BEGIN Data in this exercise

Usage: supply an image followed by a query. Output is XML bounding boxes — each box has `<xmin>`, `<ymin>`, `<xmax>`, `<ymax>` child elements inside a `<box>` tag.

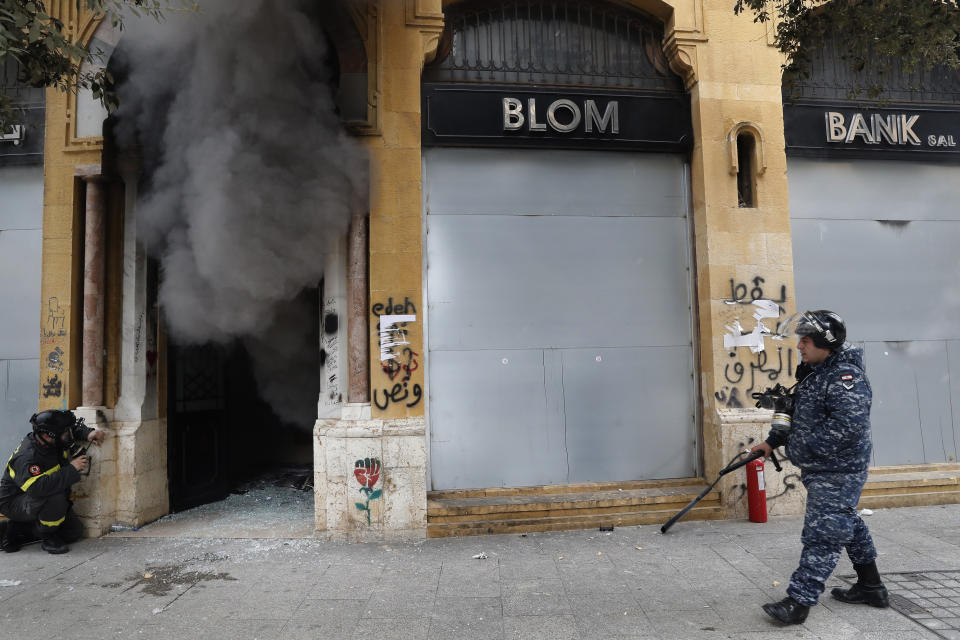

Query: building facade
<box><xmin>24</xmin><ymin>0</ymin><xmax>960</xmax><ymax>537</ymax></box>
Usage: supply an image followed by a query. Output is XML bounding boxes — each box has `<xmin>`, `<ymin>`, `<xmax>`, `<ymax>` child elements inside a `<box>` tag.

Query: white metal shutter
<box><xmin>788</xmin><ymin>158</ymin><xmax>960</xmax><ymax>465</ymax></box>
<box><xmin>0</xmin><ymin>166</ymin><xmax>43</xmax><ymax>452</ymax></box>
<box><xmin>424</xmin><ymin>148</ymin><xmax>696</xmax><ymax>489</ymax></box>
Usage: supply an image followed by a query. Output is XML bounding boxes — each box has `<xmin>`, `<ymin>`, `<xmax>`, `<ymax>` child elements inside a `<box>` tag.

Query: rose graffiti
<box><xmin>353</xmin><ymin>458</ymin><xmax>383</xmax><ymax>524</ymax></box>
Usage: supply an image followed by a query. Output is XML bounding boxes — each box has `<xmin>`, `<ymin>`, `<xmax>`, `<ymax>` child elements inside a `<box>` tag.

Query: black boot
<box><xmin>0</xmin><ymin>520</ymin><xmax>20</xmax><ymax>553</ymax></box>
<box><xmin>0</xmin><ymin>520</ymin><xmax>33</xmax><ymax>553</ymax></box>
<box><xmin>40</xmin><ymin>532</ymin><xmax>70</xmax><ymax>554</ymax></box>
<box><xmin>763</xmin><ymin>596</ymin><xmax>810</xmax><ymax>624</ymax></box>
<box><xmin>830</xmin><ymin>561</ymin><xmax>890</xmax><ymax>609</ymax></box>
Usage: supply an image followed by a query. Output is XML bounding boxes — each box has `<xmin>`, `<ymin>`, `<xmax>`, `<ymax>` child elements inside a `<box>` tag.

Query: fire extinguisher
<box><xmin>746</xmin><ymin>458</ymin><xmax>767</xmax><ymax>522</ymax></box>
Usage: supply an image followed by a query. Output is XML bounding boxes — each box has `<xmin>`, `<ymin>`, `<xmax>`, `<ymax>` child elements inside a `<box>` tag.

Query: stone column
<box><xmin>347</xmin><ymin>213</ymin><xmax>370</xmax><ymax>403</ymax></box>
<box><xmin>81</xmin><ymin>175</ymin><xmax>107</xmax><ymax>407</ymax></box>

END Data in this exercise

Revise the records above so that every "supply" becomes "provide", with everything else left as it is. Leave the pictures out.

Usage: provide an image followed by a query. Output is XML bounding boxes — each box has `<xmin>`, `<ymin>`, `<xmax>`, `<ymax>` child elements inside a `<box>` tag.


Query: building facade
<box><xmin>24</xmin><ymin>0</ymin><xmax>960</xmax><ymax>537</ymax></box>
Usage: provide an image followed by a query. Output is XML bounding boxes — each box has `<xmin>`, `<ymin>`, `<xmax>`, `<ymax>` child elements inside a `<box>` tag.

Query: white metal shutter
<box><xmin>788</xmin><ymin>158</ymin><xmax>960</xmax><ymax>465</ymax></box>
<box><xmin>0</xmin><ymin>166</ymin><xmax>43</xmax><ymax>452</ymax></box>
<box><xmin>424</xmin><ymin>148</ymin><xmax>696</xmax><ymax>489</ymax></box>
Usage: provide an image followed by a query. Output is XML bounding boxes — each box has `<xmin>`, `<ymin>`, `<xmax>`, `<ymax>` child elements inside a `<box>` tag.

Query: rose graffiti
<box><xmin>353</xmin><ymin>458</ymin><xmax>383</xmax><ymax>524</ymax></box>
Usage: provide an image followed by a query. Output is XML bounding boxes — each box has `<xmin>`, `<ymin>`, `<xmax>`, `<ymax>` child elements inside a `<box>` tag.

Query: black boot
<box><xmin>0</xmin><ymin>520</ymin><xmax>20</xmax><ymax>553</ymax></box>
<box><xmin>0</xmin><ymin>520</ymin><xmax>33</xmax><ymax>553</ymax></box>
<box><xmin>40</xmin><ymin>532</ymin><xmax>70</xmax><ymax>554</ymax></box>
<box><xmin>763</xmin><ymin>596</ymin><xmax>810</xmax><ymax>624</ymax></box>
<box><xmin>830</xmin><ymin>561</ymin><xmax>890</xmax><ymax>609</ymax></box>
Usage: provide an image followed by a query. Output is XML bounding boxes — each box has `<xmin>`, `<ymin>`, `<xmax>`, `<ymax>` child elements inside a `<box>` tag.

Query: fire extinguisher
<box><xmin>746</xmin><ymin>458</ymin><xmax>767</xmax><ymax>522</ymax></box>
Usage: provide an image followed by a query. Output is XML bounding boxes — each box has `<xmin>`, `<ymin>`, `<xmax>`, `<ymax>` child elements inside a `<box>` tag.

Query: stone column
<box><xmin>347</xmin><ymin>213</ymin><xmax>370</xmax><ymax>403</ymax></box>
<box><xmin>81</xmin><ymin>175</ymin><xmax>107</xmax><ymax>407</ymax></box>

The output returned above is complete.